### AIM
Repeat the article about foreign accounts posing as MAGA supporters word for word, from "As Lincoln Square (among" up to and including "behind-on-the-payments Ford F-350.".

### TEXT SECTION
***
Our New Digital Reality

Transparency can be so inconvenient.

Elon Musk’s X recently added a new feature that–among other things– allowed users to see where an individual poster was located. Guess what? A huge number of those supposedly “real Americans” turned out to be what we might delicately call “foreign agitators.”

As Lincoln Square (among many others) has reported,

MAGA is not just a political movement of goateed, 50-ish white dudes who all rock that same avatar of them copping what they imagine is an expression of manly vigor in the front seat of their behind-on-the-payments Ford F-350.

It’s a delivery system.

A supply chain for chaos that starts in Moscow and Tehran and Beijing, runs through bot farms in industrial parks outside St. Petersburg or the Pardis Technology Park north of Tehran, or some Nigerian click farm, or a Chinese-criminal-owned social media and tech scam prison in the wilds of Burma, bounces off a rage-merchant influencer “from Ohio” who has never set foot in America, and ends up in your pissed off MAGA uncle’s Facebook feed as a “patriotic truth.”

What conclusions can we draw-should we draw–from the revelation that, as the linked article says, “a bunch of ‘red-blooded American MAGA patriots’ were not American at all. Why would posters from places like Russia, Nigeria, Iran, India, Thailand, and Eastern Europe be cosplaying as neighbors and “real Americans” who were patriotic MAGA partisans?”

It turns out that a significant percentage of MAGA’s online “grassroots” is AstroTurf shipped from overseas. The multiple accounts that make a fringe movement feel much bigger isn’t composed of real people exchanging real attitudes and beliefs. Instead, it’s thousands of fake ones, formed to promote divisive and polarizing content and turn Americans against each other.

Researchers have been documenting this fake MAGA ecosystem for years: foreign accounts that become amplifiers of actual American MAGA propagandists, plus engagement farms, plus MAGA-centric media outlets who either don’t know or don’t care they’re serving as useful idiots. This Twitter reveal was just the icing on the cake.
***
Excerpts from point annotation data:

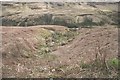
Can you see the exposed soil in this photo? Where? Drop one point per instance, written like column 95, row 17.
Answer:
column 34, row 46
column 64, row 62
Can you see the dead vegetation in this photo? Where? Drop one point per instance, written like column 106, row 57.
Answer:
column 34, row 44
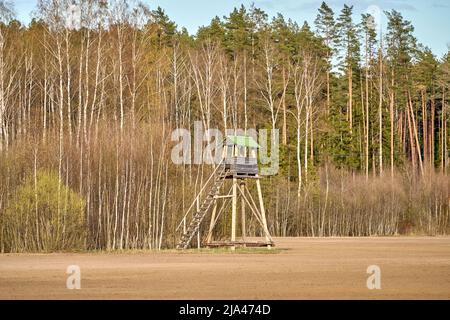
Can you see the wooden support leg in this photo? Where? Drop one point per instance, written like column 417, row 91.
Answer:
column 211, row 225
column 244, row 231
column 263, row 211
column 233, row 214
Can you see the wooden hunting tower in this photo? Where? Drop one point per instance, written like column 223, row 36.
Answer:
column 240, row 166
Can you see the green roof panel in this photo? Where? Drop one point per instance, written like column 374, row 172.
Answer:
column 243, row 141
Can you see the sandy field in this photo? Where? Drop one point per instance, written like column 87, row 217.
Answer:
column 300, row 268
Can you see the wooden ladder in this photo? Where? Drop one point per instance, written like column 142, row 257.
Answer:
column 198, row 218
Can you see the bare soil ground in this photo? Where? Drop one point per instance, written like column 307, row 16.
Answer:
column 411, row 268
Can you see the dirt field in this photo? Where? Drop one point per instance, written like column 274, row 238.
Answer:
column 411, row 268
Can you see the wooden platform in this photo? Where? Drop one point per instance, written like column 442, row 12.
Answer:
column 248, row 244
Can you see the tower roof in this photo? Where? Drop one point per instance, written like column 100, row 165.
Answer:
column 244, row 141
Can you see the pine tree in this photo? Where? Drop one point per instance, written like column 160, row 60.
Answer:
column 348, row 42
column 326, row 28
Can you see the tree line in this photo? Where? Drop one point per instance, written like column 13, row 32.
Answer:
column 362, row 114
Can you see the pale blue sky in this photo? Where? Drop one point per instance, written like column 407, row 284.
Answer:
column 431, row 18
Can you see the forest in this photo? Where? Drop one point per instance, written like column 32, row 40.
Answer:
column 87, row 111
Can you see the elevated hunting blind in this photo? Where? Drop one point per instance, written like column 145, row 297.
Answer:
column 238, row 165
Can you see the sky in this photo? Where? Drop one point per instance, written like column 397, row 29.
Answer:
column 431, row 18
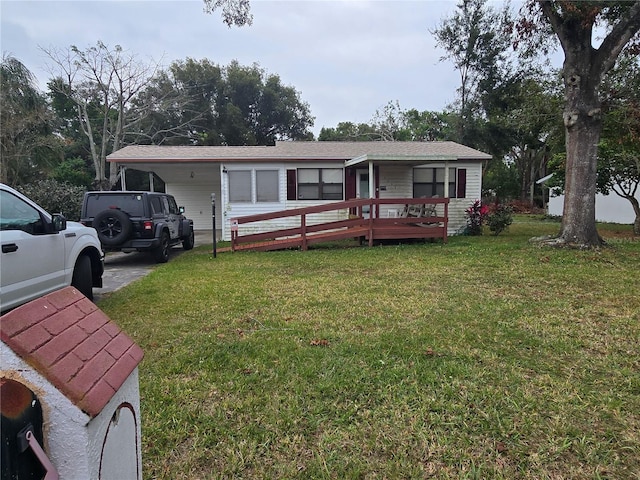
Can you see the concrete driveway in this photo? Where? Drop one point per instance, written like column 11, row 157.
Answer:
column 120, row 269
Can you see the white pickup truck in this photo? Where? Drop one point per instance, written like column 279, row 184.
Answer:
column 43, row 252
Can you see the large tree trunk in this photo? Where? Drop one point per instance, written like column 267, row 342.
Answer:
column 636, row 209
column 583, row 124
column 584, row 67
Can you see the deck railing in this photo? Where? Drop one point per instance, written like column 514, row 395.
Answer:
column 412, row 218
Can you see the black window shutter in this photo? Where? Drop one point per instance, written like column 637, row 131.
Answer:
column 292, row 185
column 461, row 187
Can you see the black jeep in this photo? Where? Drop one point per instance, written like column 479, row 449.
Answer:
column 137, row 221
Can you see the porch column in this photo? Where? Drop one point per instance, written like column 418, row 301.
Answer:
column 372, row 182
column 372, row 194
column 446, row 179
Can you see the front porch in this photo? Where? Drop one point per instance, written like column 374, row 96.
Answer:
column 417, row 218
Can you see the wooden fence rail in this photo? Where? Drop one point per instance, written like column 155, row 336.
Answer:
column 416, row 218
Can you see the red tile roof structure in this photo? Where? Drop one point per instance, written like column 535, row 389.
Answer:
column 74, row 345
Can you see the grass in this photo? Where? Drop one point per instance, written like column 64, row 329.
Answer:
column 487, row 357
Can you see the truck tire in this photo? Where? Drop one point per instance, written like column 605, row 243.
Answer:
column 113, row 226
column 82, row 278
column 161, row 253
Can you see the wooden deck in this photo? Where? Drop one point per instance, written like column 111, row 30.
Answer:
column 419, row 218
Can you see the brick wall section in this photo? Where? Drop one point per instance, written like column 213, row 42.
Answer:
column 74, row 345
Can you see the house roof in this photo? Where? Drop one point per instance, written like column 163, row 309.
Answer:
column 300, row 150
column 74, row 345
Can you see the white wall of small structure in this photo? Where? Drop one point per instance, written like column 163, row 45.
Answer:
column 73, row 440
column 609, row 208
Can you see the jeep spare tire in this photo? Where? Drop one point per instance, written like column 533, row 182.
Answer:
column 113, row 226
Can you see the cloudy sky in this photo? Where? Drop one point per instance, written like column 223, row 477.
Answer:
column 346, row 58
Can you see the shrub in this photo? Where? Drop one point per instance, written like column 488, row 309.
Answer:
column 500, row 218
column 56, row 197
column 476, row 215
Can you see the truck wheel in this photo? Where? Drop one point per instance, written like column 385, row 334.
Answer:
column 82, row 279
column 161, row 253
column 189, row 240
column 113, row 226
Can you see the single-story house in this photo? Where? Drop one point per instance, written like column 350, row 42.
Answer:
column 248, row 180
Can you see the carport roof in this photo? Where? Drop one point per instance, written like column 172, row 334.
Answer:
column 350, row 152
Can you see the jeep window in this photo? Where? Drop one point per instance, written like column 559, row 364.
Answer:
column 132, row 204
column 15, row 214
column 173, row 206
column 156, row 205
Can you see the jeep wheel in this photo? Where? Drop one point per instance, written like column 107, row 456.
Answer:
column 82, row 279
column 161, row 253
column 113, row 226
column 189, row 241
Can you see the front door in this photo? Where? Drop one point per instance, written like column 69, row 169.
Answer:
column 362, row 188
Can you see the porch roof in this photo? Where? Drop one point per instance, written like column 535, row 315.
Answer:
column 352, row 153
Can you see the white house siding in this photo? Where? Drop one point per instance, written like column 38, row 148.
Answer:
column 394, row 180
column 397, row 181
column 243, row 209
column 195, row 197
column 609, row 208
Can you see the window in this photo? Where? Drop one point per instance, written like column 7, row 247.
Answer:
column 15, row 214
column 429, row 182
column 254, row 186
column 240, row 186
column 267, row 186
column 320, row 184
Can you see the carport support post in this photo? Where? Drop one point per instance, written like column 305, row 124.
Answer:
column 213, row 215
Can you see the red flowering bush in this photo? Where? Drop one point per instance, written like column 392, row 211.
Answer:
column 476, row 215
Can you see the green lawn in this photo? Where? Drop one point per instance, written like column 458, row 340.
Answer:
column 487, row 357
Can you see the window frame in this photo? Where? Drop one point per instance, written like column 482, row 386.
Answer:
column 434, row 184
column 253, row 185
column 322, row 188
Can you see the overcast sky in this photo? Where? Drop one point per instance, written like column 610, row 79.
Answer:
column 346, row 58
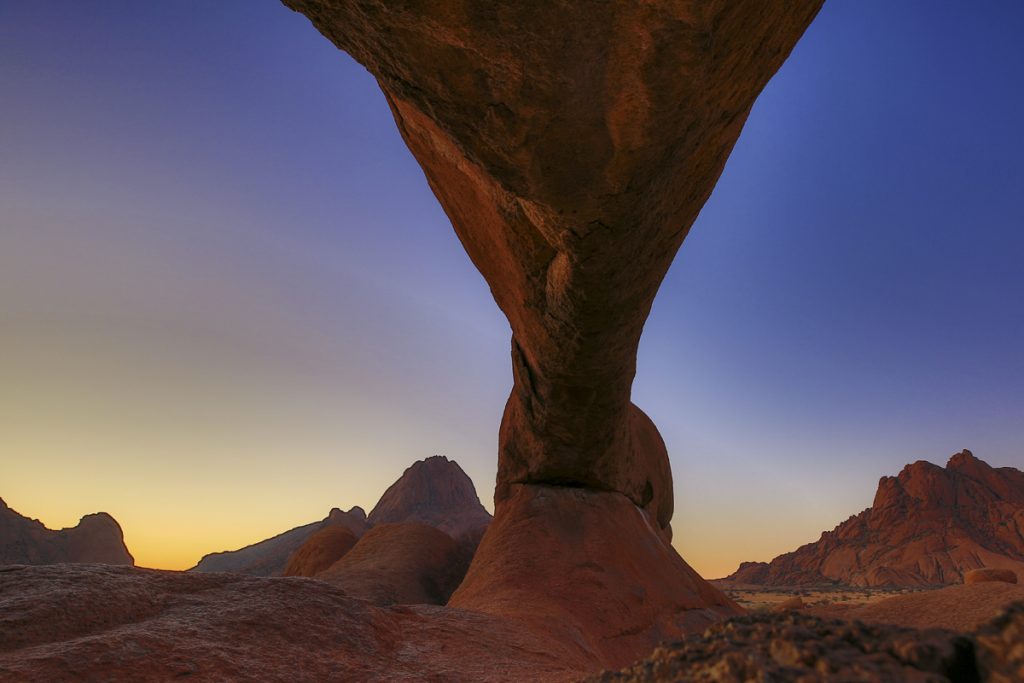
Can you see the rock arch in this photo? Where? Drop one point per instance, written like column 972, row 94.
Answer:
column 572, row 145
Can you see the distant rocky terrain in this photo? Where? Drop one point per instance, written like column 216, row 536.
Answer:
column 97, row 538
column 269, row 557
column 927, row 526
column 414, row 547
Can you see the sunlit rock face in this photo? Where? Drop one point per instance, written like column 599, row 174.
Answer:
column 572, row 145
column 929, row 525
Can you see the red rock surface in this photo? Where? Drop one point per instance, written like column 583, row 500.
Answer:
column 585, row 568
column 97, row 538
column 401, row 563
column 572, row 146
column 270, row 557
column 93, row 623
column 321, row 551
column 434, row 492
column 927, row 526
column 986, row 575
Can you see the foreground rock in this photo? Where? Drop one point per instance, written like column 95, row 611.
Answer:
column 799, row 647
column 572, row 145
column 321, row 551
column 954, row 607
column 403, row 563
column 927, row 526
column 986, row 575
column 97, row 538
column 270, row 557
column 93, row 623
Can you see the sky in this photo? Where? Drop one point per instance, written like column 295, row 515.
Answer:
column 229, row 302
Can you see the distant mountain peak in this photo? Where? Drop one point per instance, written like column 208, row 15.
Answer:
column 927, row 525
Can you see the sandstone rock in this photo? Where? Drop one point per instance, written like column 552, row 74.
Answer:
column 321, row 551
column 585, row 568
column 270, row 557
column 93, row 623
column 987, row 574
column 958, row 607
column 796, row 602
column 437, row 493
column 927, row 526
column 402, row 563
column 97, row 538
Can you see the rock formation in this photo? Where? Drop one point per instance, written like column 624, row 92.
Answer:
column 270, row 557
column 572, row 145
column 321, row 551
column 97, row 538
column 400, row 563
column 927, row 526
column 986, row 575
column 434, row 492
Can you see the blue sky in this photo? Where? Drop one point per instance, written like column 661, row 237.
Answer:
column 228, row 300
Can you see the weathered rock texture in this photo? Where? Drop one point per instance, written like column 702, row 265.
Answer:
column 586, row 568
column 401, row 563
column 927, row 526
column 434, row 492
column 92, row 623
column 97, row 538
column 571, row 145
column 961, row 607
column 321, row 551
column 270, row 557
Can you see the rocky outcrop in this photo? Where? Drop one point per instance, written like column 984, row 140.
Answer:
column 572, row 145
column 320, row 551
column 610, row 587
column 437, row 493
column 927, row 526
column 97, row 538
column 401, row 563
column 986, row 575
column 92, row 623
column 270, row 557
column 961, row 607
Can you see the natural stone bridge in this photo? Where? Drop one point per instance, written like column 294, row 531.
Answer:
column 572, row 145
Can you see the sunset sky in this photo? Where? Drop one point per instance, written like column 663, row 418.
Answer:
column 228, row 300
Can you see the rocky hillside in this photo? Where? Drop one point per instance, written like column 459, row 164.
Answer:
column 434, row 492
column 269, row 557
column 97, row 538
column 927, row 526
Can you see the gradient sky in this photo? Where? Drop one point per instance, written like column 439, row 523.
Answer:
column 228, row 300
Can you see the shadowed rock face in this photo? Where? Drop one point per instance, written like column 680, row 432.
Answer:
column 572, row 145
column 96, row 538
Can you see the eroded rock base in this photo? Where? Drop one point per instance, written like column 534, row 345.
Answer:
column 588, row 569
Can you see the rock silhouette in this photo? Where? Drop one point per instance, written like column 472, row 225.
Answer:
column 927, row 526
column 97, row 538
column 437, row 493
column 270, row 557
column 320, row 551
column 572, row 145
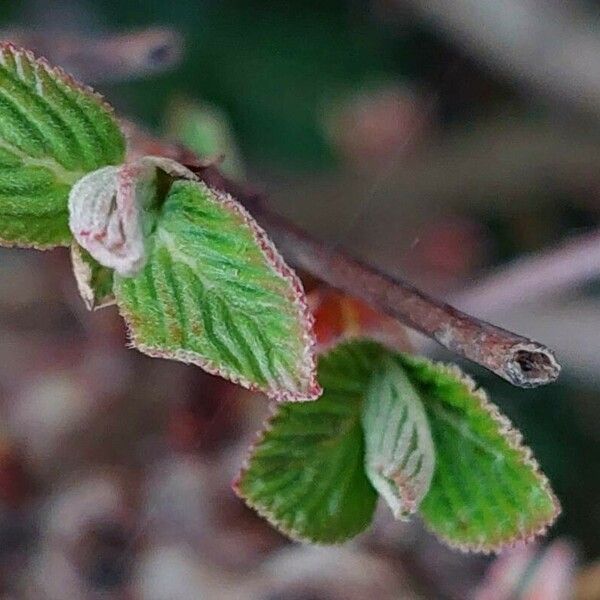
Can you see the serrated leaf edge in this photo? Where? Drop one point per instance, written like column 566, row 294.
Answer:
column 514, row 438
column 67, row 78
column 275, row 261
column 264, row 512
column 58, row 72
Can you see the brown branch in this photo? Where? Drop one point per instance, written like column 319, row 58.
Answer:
column 520, row 361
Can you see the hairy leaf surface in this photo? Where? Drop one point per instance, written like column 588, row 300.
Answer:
column 400, row 456
column 52, row 131
column 306, row 473
column 487, row 491
column 216, row 293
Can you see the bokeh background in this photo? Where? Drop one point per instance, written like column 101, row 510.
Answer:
column 441, row 141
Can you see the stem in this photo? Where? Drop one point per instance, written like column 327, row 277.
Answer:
column 522, row 362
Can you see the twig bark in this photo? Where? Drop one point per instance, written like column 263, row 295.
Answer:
column 522, row 362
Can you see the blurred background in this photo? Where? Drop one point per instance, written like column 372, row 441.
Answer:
column 454, row 143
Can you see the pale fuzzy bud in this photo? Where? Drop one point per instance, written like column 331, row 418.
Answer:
column 106, row 211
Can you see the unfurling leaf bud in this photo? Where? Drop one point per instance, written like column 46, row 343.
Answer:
column 109, row 207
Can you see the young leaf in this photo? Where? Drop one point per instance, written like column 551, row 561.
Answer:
column 111, row 211
column 487, row 491
column 306, row 472
column 400, row 456
column 94, row 281
column 216, row 293
column 52, row 131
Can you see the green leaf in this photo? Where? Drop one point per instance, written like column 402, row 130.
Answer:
column 487, row 491
column 53, row 130
column 216, row 293
column 306, row 472
column 94, row 281
column 400, row 456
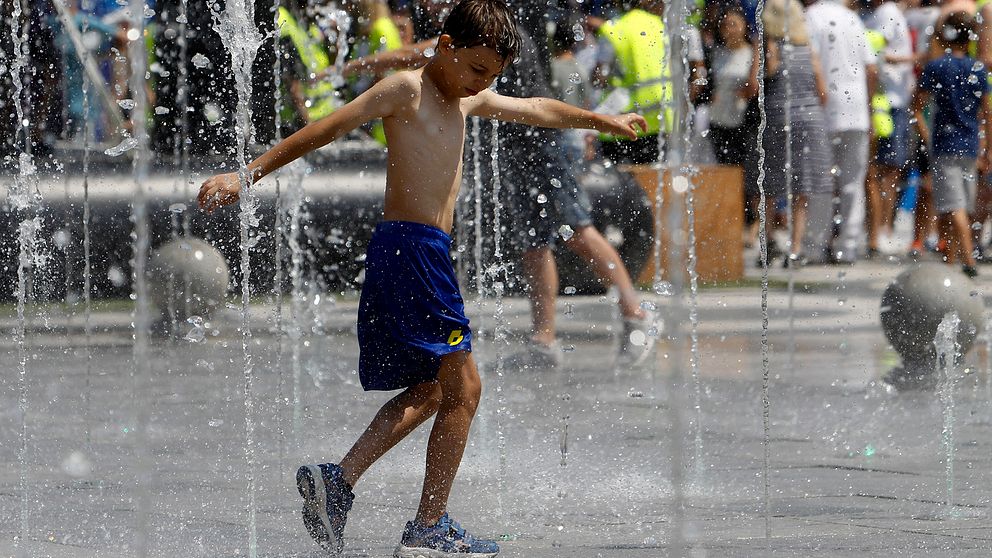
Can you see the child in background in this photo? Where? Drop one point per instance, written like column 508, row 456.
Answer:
column 412, row 330
column 958, row 86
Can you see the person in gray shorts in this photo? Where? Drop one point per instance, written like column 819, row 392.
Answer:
column 954, row 184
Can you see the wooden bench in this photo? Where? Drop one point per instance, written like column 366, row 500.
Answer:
column 718, row 195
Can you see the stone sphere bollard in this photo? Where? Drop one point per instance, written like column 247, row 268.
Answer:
column 207, row 272
column 913, row 305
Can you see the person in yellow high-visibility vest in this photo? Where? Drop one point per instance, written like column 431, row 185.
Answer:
column 374, row 32
column 638, row 78
column 313, row 99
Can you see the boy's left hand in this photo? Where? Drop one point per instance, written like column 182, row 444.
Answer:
column 220, row 190
column 626, row 125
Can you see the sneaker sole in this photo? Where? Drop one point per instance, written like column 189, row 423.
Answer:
column 414, row 552
column 310, row 483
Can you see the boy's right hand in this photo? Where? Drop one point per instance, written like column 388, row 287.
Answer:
column 626, row 125
column 219, row 190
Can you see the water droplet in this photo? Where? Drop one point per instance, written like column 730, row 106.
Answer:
column 638, row 338
column 197, row 333
column 579, row 31
column 77, row 465
column 663, row 288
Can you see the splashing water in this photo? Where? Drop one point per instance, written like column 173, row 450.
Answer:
column 21, row 198
column 948, row 349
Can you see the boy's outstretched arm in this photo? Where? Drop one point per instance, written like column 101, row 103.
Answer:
column 550, row 113
column 380, row 101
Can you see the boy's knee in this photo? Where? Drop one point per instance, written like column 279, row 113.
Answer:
column 463, row 386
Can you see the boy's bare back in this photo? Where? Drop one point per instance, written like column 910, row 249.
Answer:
column 424, row 113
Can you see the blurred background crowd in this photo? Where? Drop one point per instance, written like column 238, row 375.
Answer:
column 861, row 115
***
### REPLY TO THE EXERCISE
As Lincoln Square (among many others) has reported,

MAGA is not just a political movement of goateed, 50-ish white dudes who all rock that same avatar of them copping what they imagine is an expression of manly vigor in the front seat of their behind-on-the-payments Ford F-350.